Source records
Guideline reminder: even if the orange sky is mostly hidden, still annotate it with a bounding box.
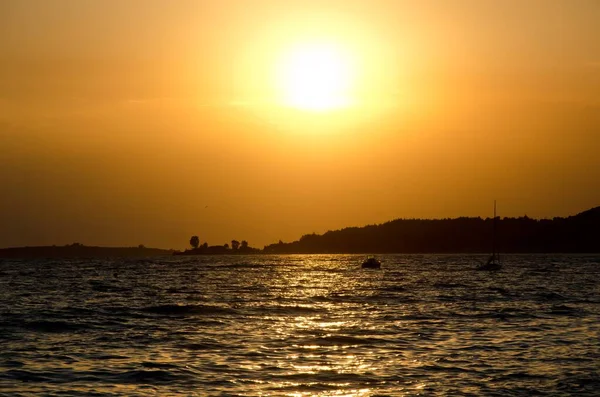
[0,0,600,248]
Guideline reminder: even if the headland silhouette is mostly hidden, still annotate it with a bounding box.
[0,207,600,258]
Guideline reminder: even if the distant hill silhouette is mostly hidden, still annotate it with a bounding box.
[0,243,173,258]
[263,207,600,254]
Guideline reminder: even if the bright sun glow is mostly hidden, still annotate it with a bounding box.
[277,43,355,111]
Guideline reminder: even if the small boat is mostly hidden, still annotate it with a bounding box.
[476,200,502,270]
[360,256,381,269]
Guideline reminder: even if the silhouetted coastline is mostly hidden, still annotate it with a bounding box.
[262,207,600,254]
[0,207,600,258]
[0,243,173,259]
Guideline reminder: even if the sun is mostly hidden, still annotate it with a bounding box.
[277,43,355,112]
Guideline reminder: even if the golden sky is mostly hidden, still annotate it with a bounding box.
[0,0,600,248]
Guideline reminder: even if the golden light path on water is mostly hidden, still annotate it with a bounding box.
[0,255,600,396]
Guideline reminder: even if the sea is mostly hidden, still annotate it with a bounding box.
[0,254,600,396]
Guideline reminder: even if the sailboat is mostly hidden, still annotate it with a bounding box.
[477,200,502,270]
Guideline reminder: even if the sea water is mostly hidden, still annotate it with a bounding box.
[0,255,600,396]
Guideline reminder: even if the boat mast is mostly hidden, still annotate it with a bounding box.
[492,200,496,258]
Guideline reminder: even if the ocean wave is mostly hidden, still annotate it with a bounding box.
[141,305,237,316]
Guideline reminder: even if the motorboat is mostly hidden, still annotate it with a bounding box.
[360,256,381,269]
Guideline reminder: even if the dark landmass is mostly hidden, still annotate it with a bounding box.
[262,207,600,254]
[0,207,600,258]
[0,243,173,259]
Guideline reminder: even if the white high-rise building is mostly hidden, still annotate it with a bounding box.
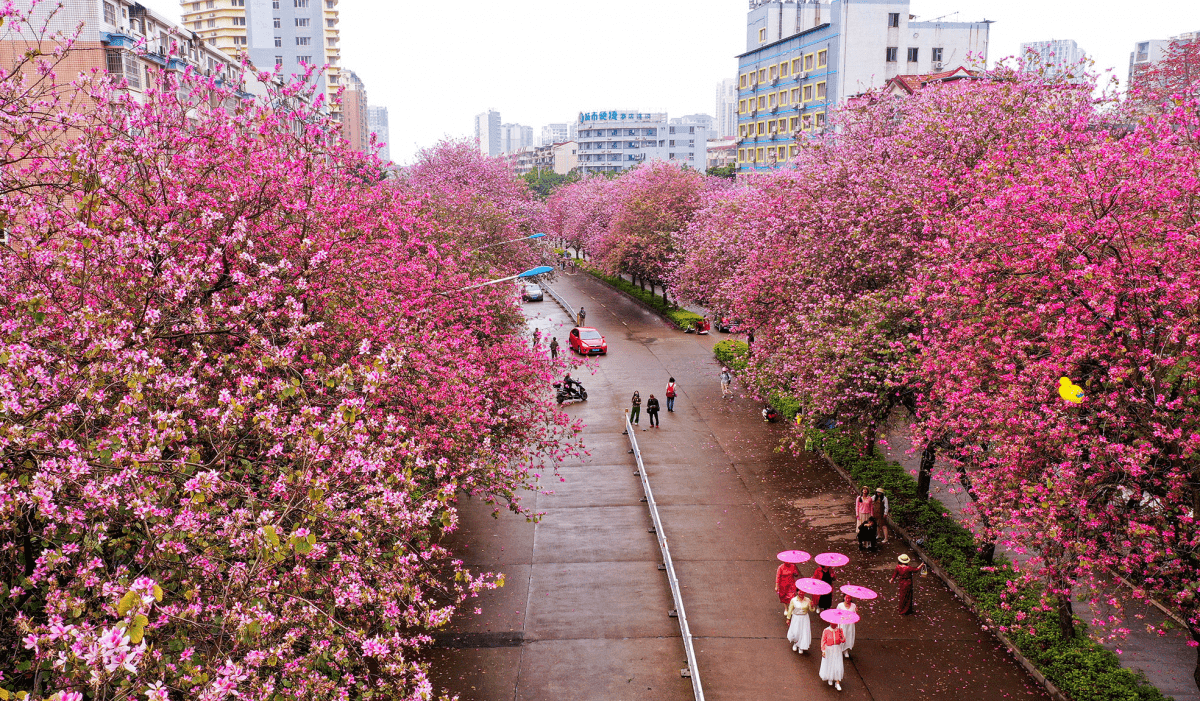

» WHAT IS ASKED
Copy the lines of all the records above exactly, leaving the pictures out of your copy.

» OUTPUT OF THE EXERCISE
Guideline reminder: even if the orange sky is mostly hidden, still annotate it with a bounding box.
[0,0,600,248]
Guideline reminder: even if the headland silhouette is mostly hidden, still annotate it with a bounding box.
[0,207,600,258]
Guideline reminder: even if the distant hill silhouette is mostly hidden, still annotate it with a bounding box.
[0,243,173,258]
[263,207,600,254]
Guideline reminder: even if the bright sun glow is mostly hidden, still annotate it with a bounding box.
[277,43,355,111]
Guideline reminder: even if the small boat is mostly hidden, still annotate it with a bounding box.
[476,200,502,270]
[360,256,381,269]
Guideline reminder: even if the silhouetted coastline is mostly hidden, still annotate it with a bounding box.
[262,207,600,254]
[0,207,600,258]
[0,243,173,259]
Guideline reminder: even if the sun is mostly hidden, still annotate it with a bounding box.
[277,43,355,112]
Guideline reminder: even if the golden sky is mostly hidden, still annotate it with a bounding box.
[0,0,600,248]
Guideline reminder: even if the golden light path on water is mostly hidden, still annotate it with a bounding box.
[0,255,600,396]
Guideline reminder: even if the sea is mostly hidden, still annotate it with a bounding box.
[0,254,600,396]
Guideline reminder: even if the sailboat is mostly hidden, still annotate it with a bounding box.
[477,200,502,270]
Guideline reminder: even if the sea water is mostly hidden, still annotate it with a bounding box.
[0,255,600,396]
Guideline reminder: even if the boat mast is mostly hidden, still annotate it with a bounding box.
[492,200,496,258]
Guideline reminder: even if the ocean wave is mostly hidden, still annotate it with a bounding box.
[141,305,237,316]
Guideline reminder: even if the motorboat is mostly hidden, still annotate it with a bounding box.
[360,256,381,269]
Guideline reminder: even if the dark landmass is mostly hidden, still annotate it with a bounding box.
[262,207,600,254]
[0,207,600,258]
[0,243,173,259]
Guideline reminder: even if the white high-rise building is mostly hidden, still annotate it with a bounding box.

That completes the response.